- [Seitenauszug]
Alex Diehl am 11. März 2014 in Berlin
Ein Bericht mit Interview von Antje Brandt mit Fotos von Jens Lorenz

Das Showcase im Berliner Hard Rock Café war Teil einer Promotion-Tour, die Alex Diehl mit seiner Band durch einige ausgewählte Städte Deutschlands führte, um seine neue CD "Ein Leben lang" vorzustellen. In München, Berlin, Hamburg und Köln machte er dabei Station. Die ausgekoppelte Debüt-Single "Robin Hood" ist bereits seit Anfang März auf dem Markt und diese konnte zumindest mich überzeugen. Als wir nach dem Interview vor die kleine Bühne zurückkehrten, wollte ich meinen Augen kaum trauen. Tatsächlich hatte man mittlerweile Mühe sich seinen Weg durch die Gäste zu bahnen. Glücklicherweise hatten wir bereits im Vorfeld unsere Plätze "reserviert", denn jetzt noch einen freien Stuhl zu finden war ein schier aussichtsloses Unternehmen. Ich wage mal zu behaupten, dass das nichts mit den Freigetränken und dem Fingerfood zu tun hatte, welches zum Showcase gereicht wurde. Es dauerte dann auch nicht mehr lange, bis die erst zaghaften, dann aber immer bestimmteren Rufe zu hören waren: "Wir wollen den Alex sehen".
Ganz so unbekannt wie im Vorfeld gedacht, war dann Alex Diehl wohl doch nicht mehr. Dieser ließ sich dann auch nicht mehr lange bitten und kurz nach 21:30 Uhr betrat er begleitet von einem Bassisten, einem Keyboarder und einem Schlagzeuger die Bühne. Angekündigt als unplugged-Session waren die Percussions natürlich minimalistisch bestückt, der Bass war dennoch ein E-Bass. Alex selbst spielte ausschließlich auf Akustik-Gitarren.

- [Aufgabenstellung]
Gib den Konzertbericht oben von "Ganz so unbekannt" bis "ausschließlich auf Akustik-Gitarren." wortgetreu wieder.

- [Erfasste Daten]
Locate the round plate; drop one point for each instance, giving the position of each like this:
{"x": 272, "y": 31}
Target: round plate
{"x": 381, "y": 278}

- [Lösung]
Ganz so unbekannt wie im Vorfeld gedacht, war dann Alex Diehl wohl doch nicht mehr. Dieser ließ sich dann auch nicht mehr lange bitten und kurz nach 21:30 Uhr betrat er begleitet von einem Bassisten, einem Keyboarder und einem Schlagzeuger die Bühne. Angekündigt als unplugged-Session waren die Percussions natürlich minimalistisch bestückt, der Bass war dennoch ein E-Bass. Alex selbst spielte ausschließlich auf Akustik-Gitarren.